▸ **THE RECORDS**:
┏━━
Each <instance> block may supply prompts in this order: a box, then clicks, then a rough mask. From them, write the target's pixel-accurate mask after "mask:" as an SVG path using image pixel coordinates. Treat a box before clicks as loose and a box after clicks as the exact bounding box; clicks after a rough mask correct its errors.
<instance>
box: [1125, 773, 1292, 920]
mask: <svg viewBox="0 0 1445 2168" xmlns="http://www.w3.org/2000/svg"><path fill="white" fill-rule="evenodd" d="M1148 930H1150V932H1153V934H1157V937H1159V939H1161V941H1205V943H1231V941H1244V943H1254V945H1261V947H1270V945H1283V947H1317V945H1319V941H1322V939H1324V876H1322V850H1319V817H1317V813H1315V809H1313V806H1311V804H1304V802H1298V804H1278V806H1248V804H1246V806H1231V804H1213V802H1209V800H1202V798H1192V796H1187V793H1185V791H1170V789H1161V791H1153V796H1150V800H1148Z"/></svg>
┗━━
┏━━
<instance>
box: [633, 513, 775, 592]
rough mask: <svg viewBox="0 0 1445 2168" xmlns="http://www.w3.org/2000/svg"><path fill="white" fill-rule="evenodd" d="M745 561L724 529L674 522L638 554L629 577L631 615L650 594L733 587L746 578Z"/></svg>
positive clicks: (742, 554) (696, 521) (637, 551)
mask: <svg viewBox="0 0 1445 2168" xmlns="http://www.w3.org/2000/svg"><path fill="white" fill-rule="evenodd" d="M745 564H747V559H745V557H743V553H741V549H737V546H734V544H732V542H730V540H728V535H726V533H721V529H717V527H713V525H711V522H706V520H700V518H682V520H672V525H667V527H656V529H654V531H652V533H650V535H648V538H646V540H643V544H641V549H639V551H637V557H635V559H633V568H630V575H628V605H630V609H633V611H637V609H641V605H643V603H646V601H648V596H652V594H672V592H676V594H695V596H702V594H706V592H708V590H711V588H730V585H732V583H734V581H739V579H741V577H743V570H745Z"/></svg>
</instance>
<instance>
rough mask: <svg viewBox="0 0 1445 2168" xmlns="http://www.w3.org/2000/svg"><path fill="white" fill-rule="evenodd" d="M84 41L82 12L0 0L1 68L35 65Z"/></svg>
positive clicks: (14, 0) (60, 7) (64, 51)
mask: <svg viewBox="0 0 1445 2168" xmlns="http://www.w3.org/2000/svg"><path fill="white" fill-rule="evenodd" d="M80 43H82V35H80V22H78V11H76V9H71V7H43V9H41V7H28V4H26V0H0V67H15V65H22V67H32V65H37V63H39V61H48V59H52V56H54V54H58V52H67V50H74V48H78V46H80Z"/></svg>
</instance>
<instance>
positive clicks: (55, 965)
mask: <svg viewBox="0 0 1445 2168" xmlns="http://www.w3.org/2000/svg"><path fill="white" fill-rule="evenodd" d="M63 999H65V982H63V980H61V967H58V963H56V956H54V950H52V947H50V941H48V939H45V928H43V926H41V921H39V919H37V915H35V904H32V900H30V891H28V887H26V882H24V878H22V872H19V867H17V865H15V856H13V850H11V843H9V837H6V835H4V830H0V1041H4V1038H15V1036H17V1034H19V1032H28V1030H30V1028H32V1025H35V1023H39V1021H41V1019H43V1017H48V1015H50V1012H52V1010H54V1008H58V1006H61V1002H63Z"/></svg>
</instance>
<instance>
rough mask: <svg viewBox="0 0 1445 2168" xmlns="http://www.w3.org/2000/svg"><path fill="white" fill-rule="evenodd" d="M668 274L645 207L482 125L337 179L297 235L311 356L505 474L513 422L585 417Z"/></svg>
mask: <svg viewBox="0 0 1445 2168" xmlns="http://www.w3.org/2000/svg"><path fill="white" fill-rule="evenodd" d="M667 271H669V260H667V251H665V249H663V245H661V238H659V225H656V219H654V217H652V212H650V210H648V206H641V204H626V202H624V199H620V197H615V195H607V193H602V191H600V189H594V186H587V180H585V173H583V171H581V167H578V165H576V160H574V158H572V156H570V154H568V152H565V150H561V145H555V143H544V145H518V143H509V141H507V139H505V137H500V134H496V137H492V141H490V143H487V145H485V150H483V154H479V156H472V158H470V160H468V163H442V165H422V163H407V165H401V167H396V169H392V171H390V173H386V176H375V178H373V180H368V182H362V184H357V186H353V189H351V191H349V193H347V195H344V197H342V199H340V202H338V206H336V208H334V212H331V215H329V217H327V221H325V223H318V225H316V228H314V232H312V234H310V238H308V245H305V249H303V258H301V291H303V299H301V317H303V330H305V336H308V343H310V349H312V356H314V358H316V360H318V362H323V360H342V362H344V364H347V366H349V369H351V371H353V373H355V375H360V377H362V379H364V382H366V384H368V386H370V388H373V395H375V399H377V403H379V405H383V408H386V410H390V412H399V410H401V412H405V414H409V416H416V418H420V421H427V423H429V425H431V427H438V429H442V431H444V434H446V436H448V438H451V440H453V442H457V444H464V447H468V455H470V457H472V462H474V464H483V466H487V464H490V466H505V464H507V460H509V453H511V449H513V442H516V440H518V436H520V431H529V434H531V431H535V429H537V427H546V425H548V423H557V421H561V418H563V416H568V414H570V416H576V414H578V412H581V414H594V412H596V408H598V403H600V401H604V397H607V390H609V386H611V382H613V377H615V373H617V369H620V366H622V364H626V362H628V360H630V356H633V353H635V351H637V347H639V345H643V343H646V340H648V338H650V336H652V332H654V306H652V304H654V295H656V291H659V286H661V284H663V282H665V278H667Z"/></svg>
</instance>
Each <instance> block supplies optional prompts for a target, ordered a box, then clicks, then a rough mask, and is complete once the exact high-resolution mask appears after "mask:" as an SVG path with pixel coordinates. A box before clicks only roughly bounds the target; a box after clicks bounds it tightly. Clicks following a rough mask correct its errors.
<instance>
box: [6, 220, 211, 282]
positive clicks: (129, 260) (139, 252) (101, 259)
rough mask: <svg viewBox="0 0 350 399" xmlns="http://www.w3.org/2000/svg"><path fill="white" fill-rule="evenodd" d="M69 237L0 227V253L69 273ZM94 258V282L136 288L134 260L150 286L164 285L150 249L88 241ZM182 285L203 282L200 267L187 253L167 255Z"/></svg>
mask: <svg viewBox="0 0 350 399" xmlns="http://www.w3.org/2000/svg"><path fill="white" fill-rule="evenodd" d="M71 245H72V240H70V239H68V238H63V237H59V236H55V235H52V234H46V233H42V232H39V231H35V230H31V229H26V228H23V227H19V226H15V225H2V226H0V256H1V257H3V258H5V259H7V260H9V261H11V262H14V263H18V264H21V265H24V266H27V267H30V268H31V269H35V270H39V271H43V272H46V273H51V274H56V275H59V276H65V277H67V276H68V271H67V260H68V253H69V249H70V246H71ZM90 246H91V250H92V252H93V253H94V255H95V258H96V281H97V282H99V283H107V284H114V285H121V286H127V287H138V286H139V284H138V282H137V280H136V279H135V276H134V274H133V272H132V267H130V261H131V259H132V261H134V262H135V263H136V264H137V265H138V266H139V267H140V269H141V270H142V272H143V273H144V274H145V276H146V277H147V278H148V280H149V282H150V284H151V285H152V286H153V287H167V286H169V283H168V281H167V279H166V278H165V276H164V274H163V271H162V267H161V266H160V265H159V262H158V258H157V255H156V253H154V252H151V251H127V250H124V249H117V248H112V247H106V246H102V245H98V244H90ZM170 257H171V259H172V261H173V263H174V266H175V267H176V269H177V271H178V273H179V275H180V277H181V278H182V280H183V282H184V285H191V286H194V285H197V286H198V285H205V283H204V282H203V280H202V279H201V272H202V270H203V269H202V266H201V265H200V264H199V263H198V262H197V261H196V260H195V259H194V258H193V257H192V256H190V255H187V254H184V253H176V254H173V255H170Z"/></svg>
┗━━
▸ **INSTRUCTIONS TO FOLLOW**: Rewrite everything from the row containing "Each <instance> block may" down to the row containing "box: [1125, 773, 1292, 920]", changing "prompts" to "hints" and leaving everything else as it is.

▸ **ANSWER FOR THE TASK**:
Each <instance> block may supply hints in this order: a box, then clicks, then a rough mask. From them, write the target's pixel-accurate mask after "mask:" as an SVG path using image pixel coordinates. Treat a box before clicks as loose and a box after clicks as the exact bounding box; clicks after a rough mask correct its errors.
<instance>
box: [1125, 773, 1292, 920]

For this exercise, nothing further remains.